* PAGE EXTRACT
TIM CARNEY: The juvenile ‘It’s horse paste!’ critique of ivermectin.

The Nobel Prize in medicine in 2015 went to two scientists whose experiments on a type of bacteria and subsequent modifications produced a compound that led to “a new class of drugs with extraordinary efficacy against parasitic diseases,” in the words of the Nobel Prize committee.

That compound is ivermectin, which “turned out to be highly effective in both animals and humans against a variety of parasites, including those that cause River Blindness and Lymphatic Filariasis.” The FDA approved the drug in 1996.

That’s why U.S. doctors wrote more than 100,000 prescriptions a year for ivermectin, which comes in tablets but also in a lotion. In 2020, the FDA approved one ivermectin lotion as an over-the-counter lice treatment.

So why does the major media want you to believe that ivermectin is simply a “horse paste”?

The answer is probably because the media are more interested in scoring cheap points in the game of culture-wars by mocking rednecks and conservatives than they are in informing their readers.

The situation is this: Many people believe that ivermectin is an effective treatment of COVID-19, but the drug is not proven to treat COVID-19 effectively. Nor is it approved by the FDA for that purpose. It’s an anti-parasitic drug, and coronavirus is not a parasite. Although it has been shown to break down the coronavirus in laboratory settings, it has not yet been shown to do so in humans.

Some people apparently have sought ivermectin as a COVID-19 treatment and have resorted to buying products for farm animals that contain ivermectin as the active ingredient. This is obviously far more foolish than taking human roundworm treatment for off-label purposes.

So, when a well-known and widely hated podcaster announces he is taking ivermectin, among other drugs, to treat his coronavirus, how does NPR cover it?

Spoiler: Not in the way that people who “believe in science” should. But then, “believe in science” is just another tribal identifier, not, you know, actual belief in science.

Related:

Media narrative right now: “The only reason Covid isn’t over is because a bunch of dumb anti-vaxxer Trumpian hicks from rural America refuse to get vaccinated, and instead are taking horse dewormer that they read about on the internet!”

Complex realities of why Covid isn’t over:
1. The vaccines, though effective, are not nearly as effective as they were initially depicted last winter, meaning there are and will continue to be breakthrough cases (albeit fortunately milder).

2. Vaccination does lag, but it is not primarily where the media claims. Rather, the biggest gaps in vaccination are in lower income and minority communities (stats here: https://www.kff.org/…/latest-data-on-covid-19…/). The reasons for this lag are complicated, but mainly amount to the transaction costs of access, including the free time needed to get vaccinated. If the media and political class focused their attention on positive messaging and improving access in these communities, they could potentially make a sizable dent in the gap. Instead, they’ve chosen to ridicule and blame it all on a tiny fringe of anti-vaxxers.

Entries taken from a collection
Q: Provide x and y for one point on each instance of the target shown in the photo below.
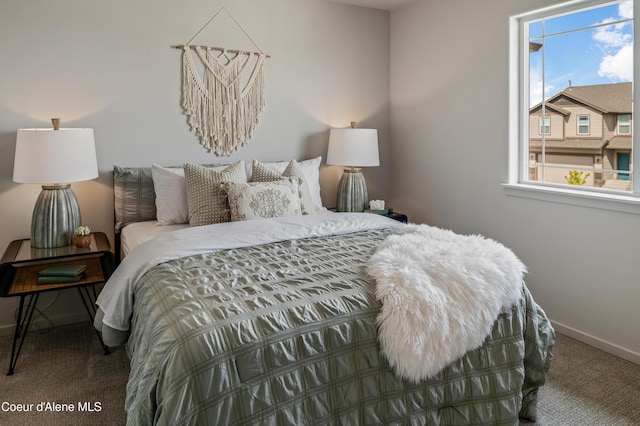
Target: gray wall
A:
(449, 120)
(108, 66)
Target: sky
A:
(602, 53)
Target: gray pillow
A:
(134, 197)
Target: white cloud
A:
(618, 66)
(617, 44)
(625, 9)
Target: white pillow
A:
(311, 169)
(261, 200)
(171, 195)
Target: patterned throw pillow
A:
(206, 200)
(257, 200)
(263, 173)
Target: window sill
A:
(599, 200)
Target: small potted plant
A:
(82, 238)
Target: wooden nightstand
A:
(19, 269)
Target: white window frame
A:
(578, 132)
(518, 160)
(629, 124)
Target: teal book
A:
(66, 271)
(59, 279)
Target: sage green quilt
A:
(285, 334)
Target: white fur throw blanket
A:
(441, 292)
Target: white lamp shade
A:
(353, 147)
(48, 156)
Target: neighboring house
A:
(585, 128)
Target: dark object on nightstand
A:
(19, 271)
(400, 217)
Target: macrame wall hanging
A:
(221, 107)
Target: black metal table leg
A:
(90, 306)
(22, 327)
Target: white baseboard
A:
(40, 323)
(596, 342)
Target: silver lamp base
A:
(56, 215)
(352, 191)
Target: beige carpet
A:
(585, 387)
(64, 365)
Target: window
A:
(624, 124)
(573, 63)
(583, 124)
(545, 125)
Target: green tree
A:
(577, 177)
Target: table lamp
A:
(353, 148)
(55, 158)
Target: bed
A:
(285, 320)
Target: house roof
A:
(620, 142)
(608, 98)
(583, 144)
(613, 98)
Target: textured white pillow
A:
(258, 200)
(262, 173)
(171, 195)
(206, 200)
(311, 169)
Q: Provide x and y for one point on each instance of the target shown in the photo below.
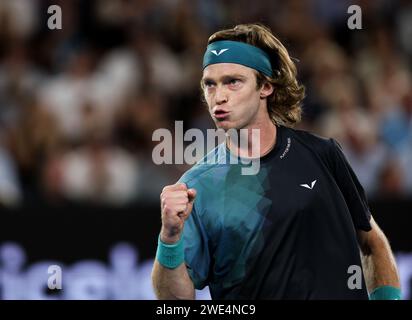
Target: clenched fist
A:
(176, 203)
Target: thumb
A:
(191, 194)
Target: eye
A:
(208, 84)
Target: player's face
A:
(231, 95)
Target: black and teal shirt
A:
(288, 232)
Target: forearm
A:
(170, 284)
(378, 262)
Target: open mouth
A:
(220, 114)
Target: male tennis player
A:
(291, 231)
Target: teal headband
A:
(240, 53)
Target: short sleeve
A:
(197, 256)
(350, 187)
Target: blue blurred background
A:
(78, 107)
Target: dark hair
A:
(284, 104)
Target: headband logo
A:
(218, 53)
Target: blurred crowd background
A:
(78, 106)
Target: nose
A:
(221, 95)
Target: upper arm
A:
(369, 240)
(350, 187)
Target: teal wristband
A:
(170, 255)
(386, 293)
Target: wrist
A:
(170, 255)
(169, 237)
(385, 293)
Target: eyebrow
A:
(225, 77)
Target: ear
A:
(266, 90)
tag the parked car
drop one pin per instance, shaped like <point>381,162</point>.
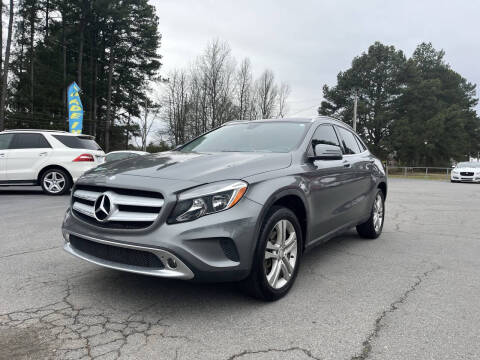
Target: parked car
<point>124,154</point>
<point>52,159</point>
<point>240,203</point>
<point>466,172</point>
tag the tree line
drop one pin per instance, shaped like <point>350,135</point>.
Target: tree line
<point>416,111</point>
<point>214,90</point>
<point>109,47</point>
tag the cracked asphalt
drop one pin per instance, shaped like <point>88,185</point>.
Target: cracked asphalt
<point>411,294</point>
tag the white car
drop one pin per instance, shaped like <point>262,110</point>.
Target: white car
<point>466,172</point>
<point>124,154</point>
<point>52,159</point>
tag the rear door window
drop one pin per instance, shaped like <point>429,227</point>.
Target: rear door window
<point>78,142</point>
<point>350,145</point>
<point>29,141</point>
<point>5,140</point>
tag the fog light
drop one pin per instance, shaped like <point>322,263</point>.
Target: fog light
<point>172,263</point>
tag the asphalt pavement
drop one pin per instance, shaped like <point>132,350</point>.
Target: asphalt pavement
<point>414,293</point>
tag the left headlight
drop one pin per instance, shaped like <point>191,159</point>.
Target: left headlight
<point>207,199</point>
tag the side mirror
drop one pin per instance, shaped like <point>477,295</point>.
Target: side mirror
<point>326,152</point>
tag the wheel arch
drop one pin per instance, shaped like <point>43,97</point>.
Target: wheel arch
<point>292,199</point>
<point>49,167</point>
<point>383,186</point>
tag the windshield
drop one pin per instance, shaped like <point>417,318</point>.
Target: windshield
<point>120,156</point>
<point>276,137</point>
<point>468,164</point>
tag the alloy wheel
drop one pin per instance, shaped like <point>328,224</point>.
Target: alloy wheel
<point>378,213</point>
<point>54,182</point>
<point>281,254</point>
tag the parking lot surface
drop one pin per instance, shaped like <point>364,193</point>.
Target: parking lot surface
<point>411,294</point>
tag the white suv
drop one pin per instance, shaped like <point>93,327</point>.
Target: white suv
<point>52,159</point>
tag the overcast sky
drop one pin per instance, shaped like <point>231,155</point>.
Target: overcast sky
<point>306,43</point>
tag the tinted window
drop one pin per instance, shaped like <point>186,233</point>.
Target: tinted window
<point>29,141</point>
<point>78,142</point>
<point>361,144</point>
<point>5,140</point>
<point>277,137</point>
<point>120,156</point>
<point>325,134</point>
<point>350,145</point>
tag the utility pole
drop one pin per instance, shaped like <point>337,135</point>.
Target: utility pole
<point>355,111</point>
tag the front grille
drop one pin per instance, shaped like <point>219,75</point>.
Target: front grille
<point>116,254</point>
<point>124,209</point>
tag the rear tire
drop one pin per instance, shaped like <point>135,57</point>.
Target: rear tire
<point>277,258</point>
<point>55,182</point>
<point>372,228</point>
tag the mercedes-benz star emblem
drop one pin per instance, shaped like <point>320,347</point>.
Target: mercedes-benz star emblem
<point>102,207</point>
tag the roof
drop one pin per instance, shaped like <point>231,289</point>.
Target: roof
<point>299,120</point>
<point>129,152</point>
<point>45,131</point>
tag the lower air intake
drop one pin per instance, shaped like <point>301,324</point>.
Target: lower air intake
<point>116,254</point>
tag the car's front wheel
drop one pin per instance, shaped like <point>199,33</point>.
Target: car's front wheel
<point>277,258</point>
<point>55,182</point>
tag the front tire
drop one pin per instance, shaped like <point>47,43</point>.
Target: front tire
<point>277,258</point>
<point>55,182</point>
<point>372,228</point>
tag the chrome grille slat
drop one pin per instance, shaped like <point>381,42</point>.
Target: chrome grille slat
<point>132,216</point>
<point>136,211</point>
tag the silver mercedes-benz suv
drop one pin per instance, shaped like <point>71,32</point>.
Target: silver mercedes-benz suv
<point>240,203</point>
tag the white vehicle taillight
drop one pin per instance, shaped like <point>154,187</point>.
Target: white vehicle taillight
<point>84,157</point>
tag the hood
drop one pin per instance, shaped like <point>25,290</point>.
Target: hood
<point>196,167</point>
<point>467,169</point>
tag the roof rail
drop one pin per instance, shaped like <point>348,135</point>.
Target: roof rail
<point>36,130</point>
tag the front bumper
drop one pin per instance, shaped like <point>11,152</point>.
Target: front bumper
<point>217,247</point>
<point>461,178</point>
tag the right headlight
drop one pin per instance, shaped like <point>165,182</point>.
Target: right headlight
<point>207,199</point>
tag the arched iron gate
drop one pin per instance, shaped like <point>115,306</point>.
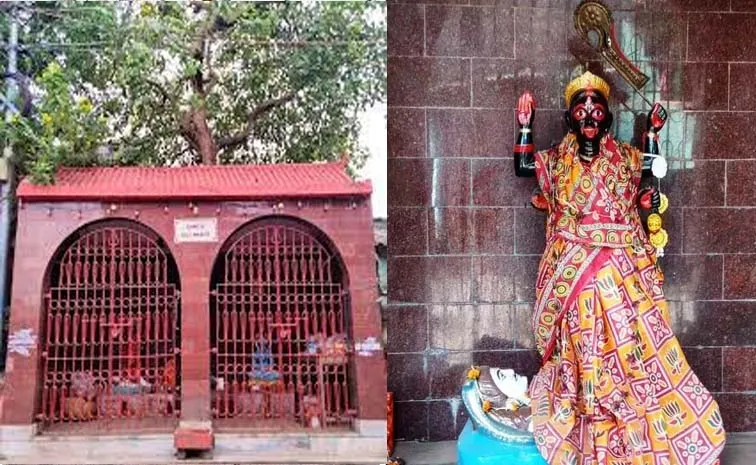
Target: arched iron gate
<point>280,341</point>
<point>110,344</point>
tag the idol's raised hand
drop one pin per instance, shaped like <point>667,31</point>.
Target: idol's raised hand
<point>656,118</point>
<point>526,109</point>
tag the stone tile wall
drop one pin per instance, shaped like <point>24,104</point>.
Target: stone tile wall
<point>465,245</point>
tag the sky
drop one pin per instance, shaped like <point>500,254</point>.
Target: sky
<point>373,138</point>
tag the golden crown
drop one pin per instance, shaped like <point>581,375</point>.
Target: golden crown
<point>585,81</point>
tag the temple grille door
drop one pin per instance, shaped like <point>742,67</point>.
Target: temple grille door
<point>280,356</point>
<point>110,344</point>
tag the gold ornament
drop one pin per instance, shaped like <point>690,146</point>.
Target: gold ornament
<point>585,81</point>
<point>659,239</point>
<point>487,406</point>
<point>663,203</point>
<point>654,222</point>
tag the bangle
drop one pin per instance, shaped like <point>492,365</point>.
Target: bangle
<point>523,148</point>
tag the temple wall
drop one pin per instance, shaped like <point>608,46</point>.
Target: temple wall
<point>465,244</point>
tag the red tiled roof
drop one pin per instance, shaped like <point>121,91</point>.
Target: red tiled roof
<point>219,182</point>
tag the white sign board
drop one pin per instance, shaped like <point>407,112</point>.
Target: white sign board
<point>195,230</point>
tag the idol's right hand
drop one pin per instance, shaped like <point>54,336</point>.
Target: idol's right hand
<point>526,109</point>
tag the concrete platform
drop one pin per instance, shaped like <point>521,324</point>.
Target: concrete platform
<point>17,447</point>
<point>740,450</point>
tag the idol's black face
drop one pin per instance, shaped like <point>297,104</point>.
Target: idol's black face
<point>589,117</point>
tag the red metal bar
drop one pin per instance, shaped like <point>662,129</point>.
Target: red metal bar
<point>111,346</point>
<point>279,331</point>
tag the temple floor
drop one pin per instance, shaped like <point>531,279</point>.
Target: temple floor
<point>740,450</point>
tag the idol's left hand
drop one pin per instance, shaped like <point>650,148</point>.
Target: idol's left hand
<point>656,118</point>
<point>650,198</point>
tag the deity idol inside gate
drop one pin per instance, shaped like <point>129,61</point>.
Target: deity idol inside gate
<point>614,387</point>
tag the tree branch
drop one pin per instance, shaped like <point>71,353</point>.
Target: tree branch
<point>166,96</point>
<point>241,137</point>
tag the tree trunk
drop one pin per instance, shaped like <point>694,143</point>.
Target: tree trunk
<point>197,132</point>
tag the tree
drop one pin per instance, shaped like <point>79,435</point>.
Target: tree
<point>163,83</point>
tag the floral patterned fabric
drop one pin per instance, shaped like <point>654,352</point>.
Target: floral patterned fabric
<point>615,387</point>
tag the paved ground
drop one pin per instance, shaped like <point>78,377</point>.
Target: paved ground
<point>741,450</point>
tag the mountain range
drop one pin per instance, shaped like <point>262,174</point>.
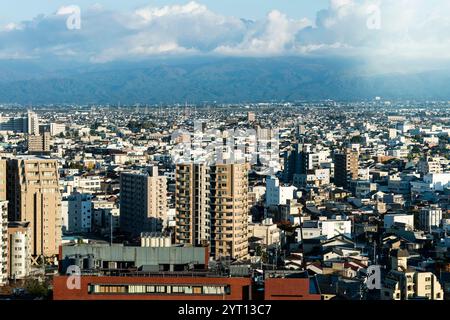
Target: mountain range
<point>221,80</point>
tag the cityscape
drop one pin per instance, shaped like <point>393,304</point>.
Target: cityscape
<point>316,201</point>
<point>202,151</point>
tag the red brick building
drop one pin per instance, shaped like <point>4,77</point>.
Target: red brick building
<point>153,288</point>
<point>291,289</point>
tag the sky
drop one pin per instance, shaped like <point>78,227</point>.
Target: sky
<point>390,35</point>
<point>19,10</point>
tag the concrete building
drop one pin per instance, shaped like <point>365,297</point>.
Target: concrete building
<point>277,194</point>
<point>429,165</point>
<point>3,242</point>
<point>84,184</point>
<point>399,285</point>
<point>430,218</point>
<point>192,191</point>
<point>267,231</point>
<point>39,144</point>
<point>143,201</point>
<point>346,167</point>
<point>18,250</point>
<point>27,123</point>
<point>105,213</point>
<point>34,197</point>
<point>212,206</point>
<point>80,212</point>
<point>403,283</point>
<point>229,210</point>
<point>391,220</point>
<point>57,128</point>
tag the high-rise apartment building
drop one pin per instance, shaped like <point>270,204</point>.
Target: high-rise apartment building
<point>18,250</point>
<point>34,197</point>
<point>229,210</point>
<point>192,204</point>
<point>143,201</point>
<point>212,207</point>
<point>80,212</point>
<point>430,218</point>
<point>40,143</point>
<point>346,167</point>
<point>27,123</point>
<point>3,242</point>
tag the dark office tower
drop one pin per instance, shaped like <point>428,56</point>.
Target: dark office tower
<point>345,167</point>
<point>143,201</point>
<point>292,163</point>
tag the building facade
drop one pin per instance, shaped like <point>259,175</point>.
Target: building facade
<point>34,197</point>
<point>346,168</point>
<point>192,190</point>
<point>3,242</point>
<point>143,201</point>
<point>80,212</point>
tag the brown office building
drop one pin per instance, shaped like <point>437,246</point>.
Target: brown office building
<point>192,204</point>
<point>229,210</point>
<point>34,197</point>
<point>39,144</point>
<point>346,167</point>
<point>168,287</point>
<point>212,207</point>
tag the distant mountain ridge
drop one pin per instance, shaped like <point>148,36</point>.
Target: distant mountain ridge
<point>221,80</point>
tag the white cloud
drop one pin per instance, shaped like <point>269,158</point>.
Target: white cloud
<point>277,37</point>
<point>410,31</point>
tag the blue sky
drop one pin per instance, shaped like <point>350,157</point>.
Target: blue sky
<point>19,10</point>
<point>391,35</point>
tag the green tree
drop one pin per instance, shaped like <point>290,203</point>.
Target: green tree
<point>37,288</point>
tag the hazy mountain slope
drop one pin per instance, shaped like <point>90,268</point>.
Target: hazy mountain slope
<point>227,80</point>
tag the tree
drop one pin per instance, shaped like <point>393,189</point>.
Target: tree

* PROBLEM SET
(1) Answer these questions from the ivermectin piece:
(a) In what year did the FDA approve ivermectin?
(b) What did the FDA approve in 2020?
(c) Where are the biggest gaps in vaccination, according to the second numbered point?
(2) Using the ivermectin piece, explain why vaccination lags in lower income and minority communities.

* TASK-BY-TASK OUTPUTS
(1)
(a) 1996.
(b) One ivermectin lotion as an over-the-counter lice treatment.
(c) In lower income and minority communities.

(2) The piece calls the reasons complicated but says they mainly come down to the transaction costs of access. These costs include the free time needed to get vaccinated.